Seitentext:

╭──

Botschafter des Heils in Christo 1861
Die kananäische Frau
„Und Jesus ging aus von dort und zog sich zurück in das Gebiet von Tyrus und Sidon; und siehe, eine kananäische Frau, die aus jenem Gebiet hergekommen war, schrie und sprach: Erbarme dich meiner, Herr, Sohn Davids! Meine Tochter ist schlimm besessen. Er aber antwortete ihr nicht ein Wort. Und seine Jünger traten herzu und baten ihn und sprachen: Entlass sie, denn sie schreit hinter uns her. Er aber antwortete und sprach: Ich bin nur zu den verlorenen Schafen des Hauses Israel gesandt. Sie aber kam und warf sich vor ihm nieder und sprach: Herr, hilf mir! Er aber antwortete und sprach: Es ist nicht schön, das Brot der Kinder zu nehmen und den Hunden hinzuwerfen. Sie aber sprach: Ja, Herr; und doch fressen die Hunde von den Brotkrumen, die von dem Tisch ihrer Herren fallen. Da antwortete Jesus und sprach zu ihr: O Frau, dein Glaube ist groß; dir geschehe, wie du willst. Und ihre Tochter war geheilt von jener Stunde an.
Und Jesus ging von dort weg und kam an den See von Galiläa; und als er auf den Berg gestiegen war, setzte er sich dort“ (Mt 15,21–29).
Wie erquicklich ist es, den Pfad des Herrn Jesus hienieden zu verfolgen! Von einer Szene des Leidens und des Kummers ging Er zur anderen und spendete Segnungen mit offener Hand. Er begegnete jeder Noch, und erfüllte jede Bitte; nicht einen Bedürftigen schickte Er leer von sich. Und je vertrauensvoller der Glaube für irgendeine Segnung Ihm nahte, desto mehr erfreute sich sein Herz; denn Er war gekommen, um zu geben. Er hatte das Reich, wo alle Segnungen im Überfluss sind, verlassen, um den verdorbenen Sünder zu befreien, und um ihn jener Segnungen teilhaftig zu machen. – Obgleich aber der Herr seine Freude daran hat, den Glauben zu befriedigen, so gefällt es Ihm doch oft, denselben zuerst auf die Probe zu stellen. Er will haben, dass wir ganz auf Ihn vertrauen und viel von Ihm erwarten sollen; ebenso will Er haben, dass der Sünder seinen Platz vor Ihm, als ein Verworfener, nehme, als solcher, der keinen Anspruch auf seine Gnade habe.

╰──

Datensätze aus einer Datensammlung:
╭──

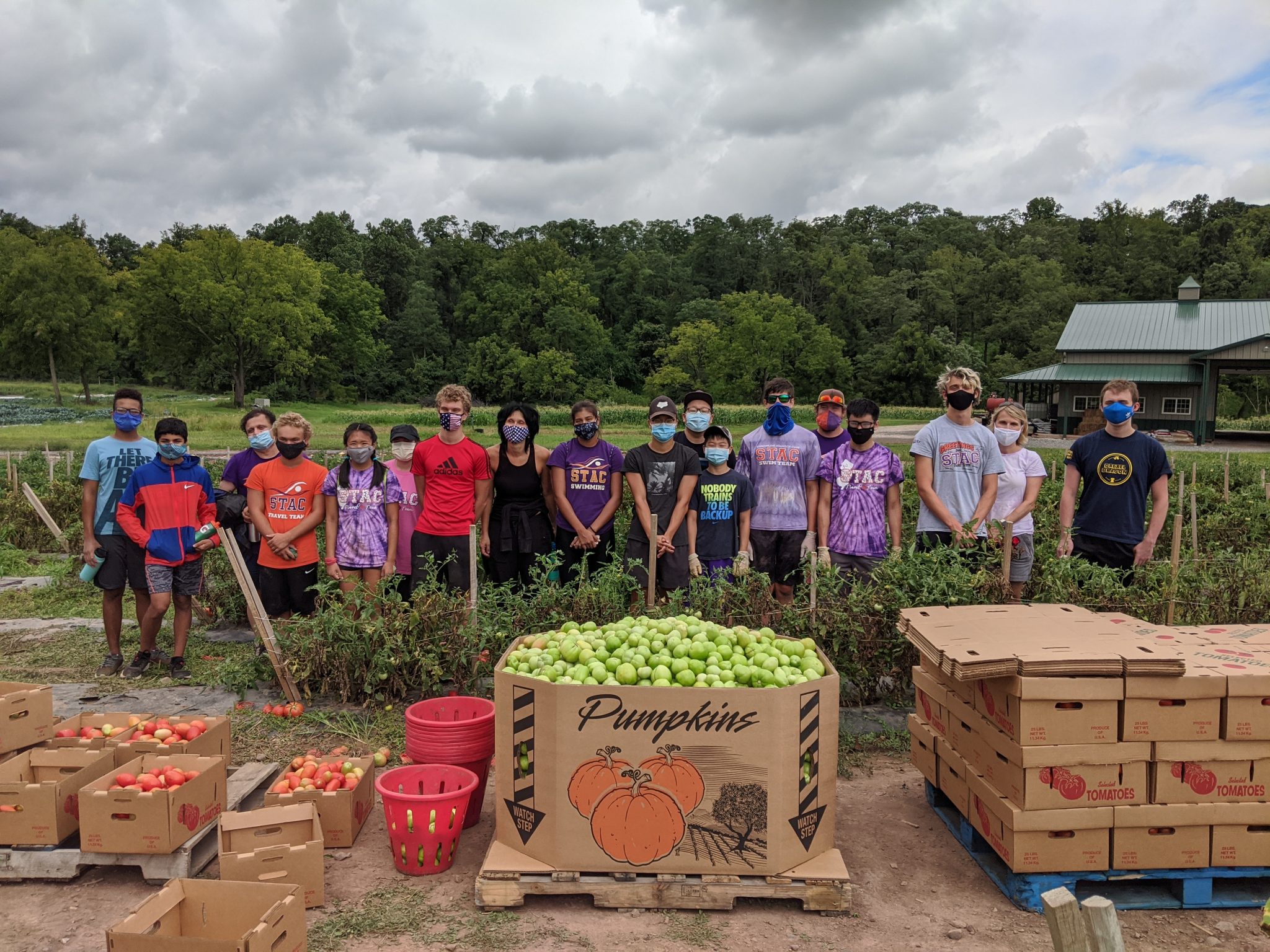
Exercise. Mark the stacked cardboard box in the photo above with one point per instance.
(1160, 767)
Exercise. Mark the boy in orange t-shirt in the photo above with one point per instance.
(286, 507)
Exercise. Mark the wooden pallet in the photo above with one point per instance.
(1209, 888)
(68, 861)
(507, 876)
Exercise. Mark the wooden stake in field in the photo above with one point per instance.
(45, 517)
(471, 571)
(652, 560)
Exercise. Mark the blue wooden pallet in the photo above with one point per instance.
(1210, 888)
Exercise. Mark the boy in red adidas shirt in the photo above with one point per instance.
(174, 495)
(453, 478)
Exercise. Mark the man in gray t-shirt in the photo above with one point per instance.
(957, 461)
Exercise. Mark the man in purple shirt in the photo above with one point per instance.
(257, 426)
(859, 496)
(780, 460)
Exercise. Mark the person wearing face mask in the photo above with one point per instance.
(518, 530)
(164, 505)
(453, 479)
(363, 496)
(587, 487)
(698, 415)
(957, 462)
(286, 506)
(257, 426)
(1121, 467)
(660, 475)
(719, 514)
(1018, 490)
(109, 465)
(860, 498)
(781, 459)
(830, 414)
(403, 439)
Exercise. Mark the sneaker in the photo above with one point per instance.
(111, 664)
(140, 662)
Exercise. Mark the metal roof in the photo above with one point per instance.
(1103, 372)
(1189, 327)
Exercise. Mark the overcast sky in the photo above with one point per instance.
(138, 115)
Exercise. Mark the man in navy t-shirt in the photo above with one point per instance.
(1119, 466)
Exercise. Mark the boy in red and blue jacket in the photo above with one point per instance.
(164, 505)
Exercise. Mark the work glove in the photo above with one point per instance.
(808, 546)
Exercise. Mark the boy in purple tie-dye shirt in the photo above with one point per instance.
(859, 496)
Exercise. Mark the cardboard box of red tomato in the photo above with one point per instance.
(1210, 772)
(195, 735)
(25, 715)
(155, 821)
(84, 731)
(210, 915)
(732, 782)
(40, 794)
(340, 811)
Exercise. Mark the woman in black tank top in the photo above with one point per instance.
(518, 530)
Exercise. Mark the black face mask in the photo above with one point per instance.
(859, 434)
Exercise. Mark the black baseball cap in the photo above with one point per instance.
(404, 431)
(714, 430)
(698, 395)
(662, 405)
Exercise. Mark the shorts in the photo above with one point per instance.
(1103, 551)
(1021, 558)
(672, 568)
(184, 579)
(854, 566)
(125, 564)
(778, 553)
(450, 560)
(288, 589)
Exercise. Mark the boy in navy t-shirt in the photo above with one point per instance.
(1119, 466)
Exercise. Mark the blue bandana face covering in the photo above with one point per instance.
(1117, 414)
(779, 420)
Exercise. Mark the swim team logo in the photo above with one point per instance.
(1116, 469)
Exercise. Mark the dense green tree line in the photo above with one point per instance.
(874, 301)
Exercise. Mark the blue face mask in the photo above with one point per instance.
(696, 420)
(1118, 413)
(779, 420)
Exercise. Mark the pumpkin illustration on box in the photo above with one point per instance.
(637, 824)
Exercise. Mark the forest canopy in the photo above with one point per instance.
(873, 301)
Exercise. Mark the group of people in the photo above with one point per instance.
(703, 507)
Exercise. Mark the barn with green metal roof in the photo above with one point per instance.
(1175, 351)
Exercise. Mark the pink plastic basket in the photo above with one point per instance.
(425, 808)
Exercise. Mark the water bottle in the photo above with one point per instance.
(88, 571)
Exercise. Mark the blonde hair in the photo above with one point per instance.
(964, 374)
(1119, 386)
(1016, 413)
(294, 419)
(456, 392)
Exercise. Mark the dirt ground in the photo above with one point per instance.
(911, 886)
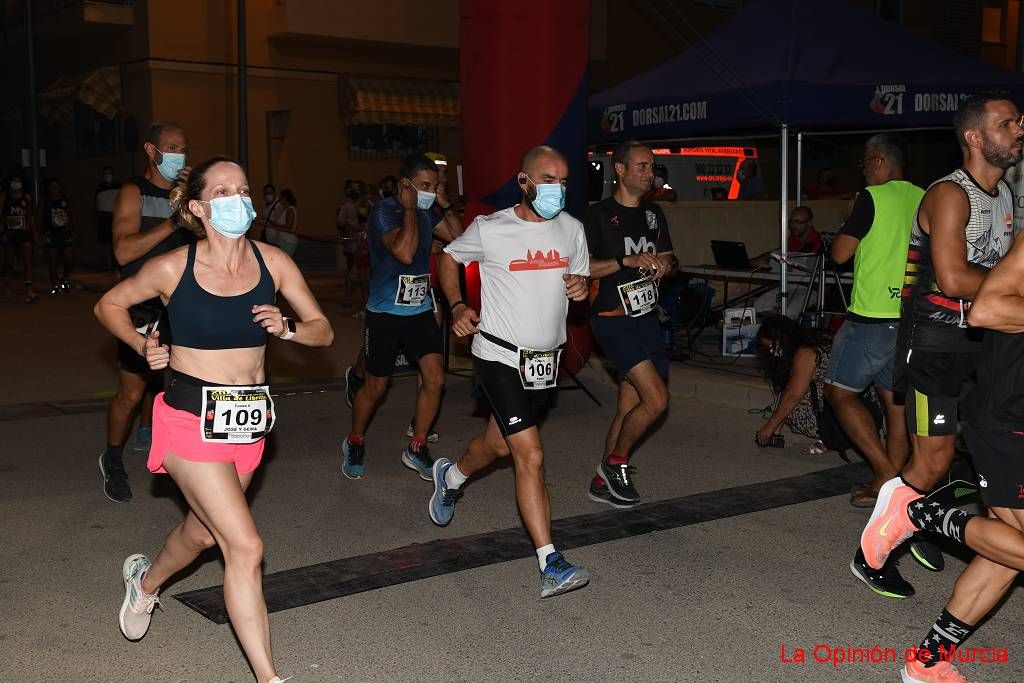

╰──

Anweisungen:
- a) In welches Gebiet zog sich Jesus laut dem Text über die kananäische Frau zurück?
- b) Fahre mit dem Text über die kananäische Frau fort und setze direkt nach seinem letzten Satz an.
Die Datensätze haben mit dem Text nichts zu tun.

Antworten:
- a) In das Gebiet von Tyrus und Sidon.

- b)
Die Geschichte des kanaanäischen Weibes liefert uns für das Gesagte ein schönes Beispiel. Der Herr gewährt ihre ganze Bitte; aber zuerst übt Er sie im Empfang derselben. Sie war keine Jüdin. Sie gehörte einer Stadt an, welche als ein verderbter Ort bezeichnet war, und sie war von einem Geschlecht, auf welchem der Fluch ruhte (1.Mo 9,25). Sie hatte keine Ansprüche an den Herrn, sondern war im vollen Sinne des Worts eine Verworfene. Jedoch war sie in Not, und in ihrer Not hörte sie von dem Herrn Jesus. Sie glaubte an Ihn, als den verheißenen Erretter, den Sohn Davids; und als solchen rief sie Ihn an. Sie hatte gehört, wie viele Gnaden Er unter den Juden gespendet hatte, und sie kommt zu Ihm und bittet um Hilfe. Doch der Herr antwortet ihr nicht. Er nimmt von ihrer Anrufung keine Notiz; sein Ohr ist für ihre Bitte verschlossen. Warum das? Sie wandte sich an Ihn, als „Sohn Davids“, in seinem jüdischen Charakter, als wenn sie eine ans jenem bevorzugten Geschlecht gewesen wäre. Aber als „Sohn Davids“ konnte Er nichts mit einer Kanaaniterin zu tun haben, und in diesem Charakter konnte auch sie keinen Anteil an Ihm haben.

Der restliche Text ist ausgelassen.